WHAT THE TASK REQUIRES: Put the records below into a Markdown table with two columns, Row and Line. Number the lines in order and leave out any blank lines.

DATA LINES:

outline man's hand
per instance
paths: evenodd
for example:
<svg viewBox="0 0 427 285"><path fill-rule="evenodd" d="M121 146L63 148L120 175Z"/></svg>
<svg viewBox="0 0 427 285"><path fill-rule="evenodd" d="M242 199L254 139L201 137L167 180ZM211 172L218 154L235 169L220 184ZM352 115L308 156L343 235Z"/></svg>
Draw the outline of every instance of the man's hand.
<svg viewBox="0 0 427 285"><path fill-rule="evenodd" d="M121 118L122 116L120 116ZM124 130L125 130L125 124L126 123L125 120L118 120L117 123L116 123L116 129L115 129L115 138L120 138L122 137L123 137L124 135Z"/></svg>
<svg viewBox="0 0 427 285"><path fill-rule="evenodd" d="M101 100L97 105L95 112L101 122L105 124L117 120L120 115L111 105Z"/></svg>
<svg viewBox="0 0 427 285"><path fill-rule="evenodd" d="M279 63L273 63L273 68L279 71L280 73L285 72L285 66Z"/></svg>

RESULT FOR THIS EXERCISE:
| Row | Line |
|---|---|
| 1 | outline man's hand |
| 2 | per instance |
| 3 | paths: evenodd |
| 4 | for example: |
| 5 | <svg viewBox="0 0 427 285"><path fill-rule="evenodd" d="M121 146L63 148L120 175Z"/></svg> |
| 6 | <svg viewBox="0 0 427 285"><path fill-rule="evenodd" d="M242 199L254 139L201 137L167 180ZM211 172L218 154L235 169L220 184ZM352 115L308 156L343 235Z"/></svg> |
| 7 | Draw the outline of every instance of the man's hand. |
| 8 | <svg viewBox="0 0 427 285"><path fill-rule="evenodd" d="M121 118L122 116L120 116ZM124 130L125 130L125 124L126 123L125 120L118 120L117 123L116 123L116 129L115 129L115 138L120 138L122 137L123 137L124 135Z"/></svg> |
| 9 | <svg viewBox="0 0 427 285"><path fill-rule="evenodd" d="M101 100L97 105L95 112L101 122L105 124L117 120L120 115L111 105Z"/></svg> |
| 10 | <svg viewBox="0 0 427 285"><path fill-rule="evenodd" d="M279 63L273 63L273 68L279 71L280 73L285 72L285 66Z"/></svg> |